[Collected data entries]
======

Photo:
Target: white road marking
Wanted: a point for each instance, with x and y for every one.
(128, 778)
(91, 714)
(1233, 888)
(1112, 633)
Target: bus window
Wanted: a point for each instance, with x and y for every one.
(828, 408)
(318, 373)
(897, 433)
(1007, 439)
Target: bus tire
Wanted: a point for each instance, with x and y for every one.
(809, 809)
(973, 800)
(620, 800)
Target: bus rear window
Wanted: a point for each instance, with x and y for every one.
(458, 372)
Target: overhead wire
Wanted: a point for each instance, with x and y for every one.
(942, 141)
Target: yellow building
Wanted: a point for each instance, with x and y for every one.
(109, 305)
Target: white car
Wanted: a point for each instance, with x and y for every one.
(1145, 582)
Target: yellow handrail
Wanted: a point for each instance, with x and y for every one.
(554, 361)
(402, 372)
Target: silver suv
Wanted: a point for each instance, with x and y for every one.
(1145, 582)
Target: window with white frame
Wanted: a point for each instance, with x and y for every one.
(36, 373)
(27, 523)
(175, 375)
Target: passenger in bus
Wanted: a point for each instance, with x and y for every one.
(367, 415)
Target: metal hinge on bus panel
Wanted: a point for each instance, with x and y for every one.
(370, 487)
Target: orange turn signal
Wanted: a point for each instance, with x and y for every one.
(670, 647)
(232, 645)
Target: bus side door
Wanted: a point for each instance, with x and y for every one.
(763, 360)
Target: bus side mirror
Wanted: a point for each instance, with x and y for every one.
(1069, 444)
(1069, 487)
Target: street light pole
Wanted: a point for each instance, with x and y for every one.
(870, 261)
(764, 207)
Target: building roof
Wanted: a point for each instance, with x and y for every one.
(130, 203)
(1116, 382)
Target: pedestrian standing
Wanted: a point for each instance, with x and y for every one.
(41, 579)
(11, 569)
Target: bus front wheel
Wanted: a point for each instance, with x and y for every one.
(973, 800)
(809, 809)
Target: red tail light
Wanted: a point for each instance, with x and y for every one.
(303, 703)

======

▸ BRIEF: Return the line that contains "Target: bus tire" and all lines after it, verbatim, and nothing else.

▸ TASK SOLUTION:
Target: bus tire
Wanted: a point for each instance, with x and y for every one.
(809, 809)
(973, 800)
(620, 800)
Target: bus rear window
Wanted: a point for each instance, with x and y for every one.
(458, 372)
Target: overhead wire
Wanted: a point for each instance, with x and y for every one.
(942, 141)
Target: yellow building
Wanted: a point for each instance, with x and y for every one.
(109, 305)
Target: white car
Wanted: a point for each instance, with x and y for every one.
(1145, 582)
Target: yellow handrail
Wanted: a point for each instance, with x and y for every one.
(554, 361)
(402, 372)
Target: silver suv
Wanted: a point for each instance, with x and y for every one.
(1145, 582)
Target: window with white frame
Wanted: a point for each instance, with x and y for every one.
(36, 373)
(27, 523)
(175, 375)
Target: passenger in bus
Wanted: a point for each instance, with x and y for every one.
(367, 415)
Target: metal hinge on bus panel
Wanted: a point for each instance, with x and y for every one.
(370, 487)
Target: orange turn signal
Wanted: a point for each instance, with x and y for every one.
(670, 647)
(232, 645)
Target: bus side door
Wanted: a point for each instance, with x and y for every one.
(763, 360)
Target: bus side mirror
Wanted: a point for each instance, with x and y for every one.
(1069, 444)
(1069, 487)
Target: street light pole
Wanted: a point for each instance, with x and y for every one.
(870, 261)
(764, 207)
Target: building roof
Wanted: a point for each instance, with x and y for every one.
(130, 203)
(1116, 382)
Target: pedestrian standing
Wanted: a point for each instance, with x and y for every one.
(41, 579)
(11, 569)
Target: bus front wheel
Wanted: a point for each instance, with x and y for every one.
(973, 800)
(809, 809)
Target: red tail light
Wanted: a point for each instance, with x and y for every one.
(303, 703)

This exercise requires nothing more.